§ **Exercise details**
Write the entries again exactly, with no line missing.

§ **Records from a collection**
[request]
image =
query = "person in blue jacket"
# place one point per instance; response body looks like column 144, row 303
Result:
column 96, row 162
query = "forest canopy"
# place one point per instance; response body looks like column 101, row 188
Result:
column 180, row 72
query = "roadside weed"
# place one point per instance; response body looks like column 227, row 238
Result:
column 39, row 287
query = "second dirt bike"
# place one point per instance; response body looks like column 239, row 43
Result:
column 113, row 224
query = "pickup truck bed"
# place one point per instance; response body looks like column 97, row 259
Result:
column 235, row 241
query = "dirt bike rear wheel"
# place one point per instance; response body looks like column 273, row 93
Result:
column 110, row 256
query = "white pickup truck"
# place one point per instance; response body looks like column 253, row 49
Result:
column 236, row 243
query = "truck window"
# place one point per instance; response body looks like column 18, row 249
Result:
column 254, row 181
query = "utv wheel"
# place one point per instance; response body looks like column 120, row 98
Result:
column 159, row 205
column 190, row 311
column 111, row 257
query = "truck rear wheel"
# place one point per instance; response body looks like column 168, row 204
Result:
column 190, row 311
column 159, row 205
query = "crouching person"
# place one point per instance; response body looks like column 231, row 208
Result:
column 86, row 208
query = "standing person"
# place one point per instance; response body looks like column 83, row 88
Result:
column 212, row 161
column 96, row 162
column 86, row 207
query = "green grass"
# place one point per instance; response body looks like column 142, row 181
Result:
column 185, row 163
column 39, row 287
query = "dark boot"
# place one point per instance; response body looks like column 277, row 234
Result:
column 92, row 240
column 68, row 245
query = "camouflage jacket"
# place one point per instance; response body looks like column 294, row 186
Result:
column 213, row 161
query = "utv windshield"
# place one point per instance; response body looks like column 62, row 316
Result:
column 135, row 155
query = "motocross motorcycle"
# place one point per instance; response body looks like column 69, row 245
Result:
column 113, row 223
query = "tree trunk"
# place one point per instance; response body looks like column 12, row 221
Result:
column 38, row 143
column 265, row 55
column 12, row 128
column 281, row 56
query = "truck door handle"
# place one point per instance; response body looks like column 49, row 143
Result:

§ **Reply**
[request]
image =
query = "person in blue jacket"
# place one point per instance; response body looks like column 144, row 303
Result:
column 96, row 162
query = "forest canopy"
# place one point per instance; response body looks like column 101, row 188
Result:
column 180, row 72
query = "roadside weed"
# place one point per instance; response body looks like column 227, row 238
Result:
column 39, row 287
query = "second dirt bike"
# place one point per instance; response body looks like column 239, row 43
Result:
column 113, row 224
query = "pickup truck bed"
# place one point per instance; response body looks like column 97, row 259
Result:
column 235, row 241
query = "dirt bike rear wheel"
# place one point per instance; response body looks like column 273, row 93
Result:
column 110, row 256
query = "white pickup truck"
# place one point per instance; response body looks like column 253, row 49
Result:
column 236, row 243
query = "truck window"
# place one point per instance; response body looks like column 18, row 249
Result:
column 254, row 181
query = "utv wheel"
# place one point per instance; response body looks like column 120, row 98
Result:
column 159, row 205
column 190, row 311
column 111, row 257
query = "truck rear wheel"
# place one point per instance; response body looks like column 168, row 204
Result:
column 190, row 311
column 159, row 205
query = "crouching person"
# place one point per instance; response body looks like column 231, row 208
Result:
column 86, row 208
query = "standing person"
# place one point per instance; response body looks like column 83, row 88
Result:
column 212, row 161
column 96, row 162
column 86, row 207
query = "green grass"
# place one point per instance; response body looks like column 142, row 181
Result:
column 185, row 163
column 39, row 287
query = "dark boot"
# place one point per instance; response body looks like column 277, row 234
Result:
column 92, row 240
column 68, row 245
query = "camouflage jacket"
# place one point per instance; response body looks like column 294, row 186
Result:
column 213, row 161
query = "utv windshield"
# place one point per instance; response body looks like column 62, row 316
Result:
column 135, row 155
query = "motocross motorcycle"
# place one point per instance; response body looks like column 69, row 245
Result:
column 113, row 223
query = "tree trunk"
# place one point per instance; response body looks like column 12, row 221
Result:
column 38, row 143
column 265, row 55
column 12, row 128
column 281, row 56
query = "truck door handle"
# place one point per instance; response body looks like column 49, row 143
Result:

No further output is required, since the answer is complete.